## What you need to do
Lines before the one containing "Query: table surface" are excluded; retype that line and all remaining lines of the material exactly.
[START OF Material for the task]
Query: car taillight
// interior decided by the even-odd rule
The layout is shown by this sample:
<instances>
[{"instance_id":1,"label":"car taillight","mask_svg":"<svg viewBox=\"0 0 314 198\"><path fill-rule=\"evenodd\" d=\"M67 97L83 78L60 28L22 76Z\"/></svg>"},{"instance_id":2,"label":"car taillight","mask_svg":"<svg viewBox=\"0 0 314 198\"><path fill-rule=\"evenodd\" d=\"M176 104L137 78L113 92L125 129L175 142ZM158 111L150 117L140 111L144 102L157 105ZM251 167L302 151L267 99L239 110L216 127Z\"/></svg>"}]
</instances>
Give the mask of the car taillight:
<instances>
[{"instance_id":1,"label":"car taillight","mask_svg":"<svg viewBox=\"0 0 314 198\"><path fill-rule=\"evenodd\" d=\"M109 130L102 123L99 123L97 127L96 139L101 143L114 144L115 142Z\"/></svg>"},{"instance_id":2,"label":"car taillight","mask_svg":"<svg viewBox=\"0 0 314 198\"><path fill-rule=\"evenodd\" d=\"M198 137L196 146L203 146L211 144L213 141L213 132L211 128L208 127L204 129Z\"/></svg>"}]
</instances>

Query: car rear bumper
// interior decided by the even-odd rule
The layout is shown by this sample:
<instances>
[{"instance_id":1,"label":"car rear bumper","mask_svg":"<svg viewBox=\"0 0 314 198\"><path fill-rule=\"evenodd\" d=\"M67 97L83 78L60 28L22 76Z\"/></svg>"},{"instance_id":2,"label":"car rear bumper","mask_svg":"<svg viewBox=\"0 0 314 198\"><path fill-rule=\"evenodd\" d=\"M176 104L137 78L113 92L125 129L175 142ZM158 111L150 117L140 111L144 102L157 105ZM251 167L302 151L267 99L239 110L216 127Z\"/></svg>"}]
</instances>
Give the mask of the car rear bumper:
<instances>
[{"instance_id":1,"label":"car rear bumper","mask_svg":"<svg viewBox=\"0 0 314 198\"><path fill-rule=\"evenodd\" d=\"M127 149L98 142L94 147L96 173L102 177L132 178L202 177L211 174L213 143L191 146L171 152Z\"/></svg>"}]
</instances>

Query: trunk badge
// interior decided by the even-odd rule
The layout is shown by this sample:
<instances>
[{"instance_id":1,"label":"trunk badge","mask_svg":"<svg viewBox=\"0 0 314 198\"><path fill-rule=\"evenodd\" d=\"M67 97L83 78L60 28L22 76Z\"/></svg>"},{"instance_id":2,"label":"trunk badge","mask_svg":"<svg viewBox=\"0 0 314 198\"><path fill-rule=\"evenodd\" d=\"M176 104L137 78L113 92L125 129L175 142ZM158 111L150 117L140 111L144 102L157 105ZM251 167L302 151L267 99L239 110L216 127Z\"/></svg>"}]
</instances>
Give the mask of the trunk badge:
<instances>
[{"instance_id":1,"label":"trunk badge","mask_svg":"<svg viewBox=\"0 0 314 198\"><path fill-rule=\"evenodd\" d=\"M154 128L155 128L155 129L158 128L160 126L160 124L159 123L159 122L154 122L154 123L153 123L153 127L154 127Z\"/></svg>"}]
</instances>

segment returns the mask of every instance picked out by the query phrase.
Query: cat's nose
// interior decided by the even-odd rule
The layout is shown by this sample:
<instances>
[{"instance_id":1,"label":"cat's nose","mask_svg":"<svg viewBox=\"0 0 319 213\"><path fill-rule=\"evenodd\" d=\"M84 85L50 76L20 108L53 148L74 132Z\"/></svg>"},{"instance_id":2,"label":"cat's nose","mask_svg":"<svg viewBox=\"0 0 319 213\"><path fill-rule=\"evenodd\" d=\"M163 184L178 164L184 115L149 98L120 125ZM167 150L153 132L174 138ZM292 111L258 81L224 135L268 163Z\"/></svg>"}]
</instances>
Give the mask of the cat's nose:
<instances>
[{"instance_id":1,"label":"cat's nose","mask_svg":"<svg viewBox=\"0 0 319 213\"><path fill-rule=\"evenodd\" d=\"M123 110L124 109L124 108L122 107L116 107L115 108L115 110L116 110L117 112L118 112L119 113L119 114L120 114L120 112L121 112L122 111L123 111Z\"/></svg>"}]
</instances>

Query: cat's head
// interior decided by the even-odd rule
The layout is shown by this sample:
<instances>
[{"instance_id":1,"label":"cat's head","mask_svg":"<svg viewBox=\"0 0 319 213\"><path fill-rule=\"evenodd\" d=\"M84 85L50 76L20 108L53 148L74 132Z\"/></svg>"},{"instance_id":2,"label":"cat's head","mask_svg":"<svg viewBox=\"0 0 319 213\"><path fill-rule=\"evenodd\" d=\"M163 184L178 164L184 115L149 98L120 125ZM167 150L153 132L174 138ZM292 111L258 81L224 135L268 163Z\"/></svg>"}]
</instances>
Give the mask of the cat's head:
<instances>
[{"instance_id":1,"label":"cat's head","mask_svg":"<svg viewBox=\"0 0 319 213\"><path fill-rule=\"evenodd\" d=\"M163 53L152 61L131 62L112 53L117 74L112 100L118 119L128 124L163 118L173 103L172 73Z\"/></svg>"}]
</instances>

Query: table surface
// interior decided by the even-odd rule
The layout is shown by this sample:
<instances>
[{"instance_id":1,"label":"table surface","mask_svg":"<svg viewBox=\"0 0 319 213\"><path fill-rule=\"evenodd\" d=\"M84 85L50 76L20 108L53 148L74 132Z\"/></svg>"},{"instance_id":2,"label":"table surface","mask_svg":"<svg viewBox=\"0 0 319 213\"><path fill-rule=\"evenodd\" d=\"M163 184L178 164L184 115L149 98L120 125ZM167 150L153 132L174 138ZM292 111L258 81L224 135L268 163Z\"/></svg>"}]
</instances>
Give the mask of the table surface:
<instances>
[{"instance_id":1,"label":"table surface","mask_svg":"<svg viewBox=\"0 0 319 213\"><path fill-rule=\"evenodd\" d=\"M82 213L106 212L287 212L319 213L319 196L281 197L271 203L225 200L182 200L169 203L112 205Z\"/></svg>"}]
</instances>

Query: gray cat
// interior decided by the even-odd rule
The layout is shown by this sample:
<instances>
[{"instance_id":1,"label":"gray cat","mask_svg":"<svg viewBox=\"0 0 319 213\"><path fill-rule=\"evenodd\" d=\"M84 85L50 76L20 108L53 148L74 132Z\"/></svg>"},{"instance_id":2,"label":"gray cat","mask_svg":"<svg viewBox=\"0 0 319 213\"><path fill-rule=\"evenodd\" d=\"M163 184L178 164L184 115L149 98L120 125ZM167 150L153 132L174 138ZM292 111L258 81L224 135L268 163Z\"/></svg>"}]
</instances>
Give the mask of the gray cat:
[END OF Material for the task]
## Written answer
Query: table surface
// interior decided by the even-odd rule
The layout is shown by this sample:
<instances>
[{"instance_id":1,"label":"table surface","mask_svg":"<svg viewBox=\"0 0 319 213\"><path fill-rule=\"evenodd\" d=\"M84 85L50 76L20 108L53 148L74 132Z\"/></svg>"},{"instance_id":2,"label":"table surface","mask_svg":"<svg viewBox=\"0 0 319 213\"><path fill-rule=\"evenodd\" d=\"M163 184L178 164L184 115L149 98L120 125ZM167 150L153 132L174 138ZM292 111L258 81L224 135L268 163Z\"/></svg>"}]
</instances>
Give the mask of the table surface:
<instances>
[{"instance_id":1,"label":"table surface","mask_svg":"<svg viewBox=\"0 0 319 213\"><path fill-rule=\"evenodd\" d=\"M82 213L106 212L287 212L319 213L319 196L281 197L271 203L225 200L182 200L169 203L112 205Z\"/></svg>"}]
</instances>

Query: gray cat
// interior decided by the even-odd rule
The layout is shown by this sample:
<instances>
[{"instance_id":1,"label":"gray cat","mask_svg":"<svg viewBox=\"0 0 319 213\"><path fill-rule=\"evenodd\" d=\"M84 85L50 76L20 108L53 148L74 132Z\"/></svg>"},{"instance_id":2,"label":"gray cat","mask_svg":"<svg viewBox=\"0 0 319 213\"><path fill-rule=\"evenodd\" d=\"M163 184L178 164L184 115L149 98L120 125ZM167 150L153 132L174 138ZM292 111L258 81L224 135L268 163Z\"/></svg>"}]
</instances>
Give the mask of the gray cat:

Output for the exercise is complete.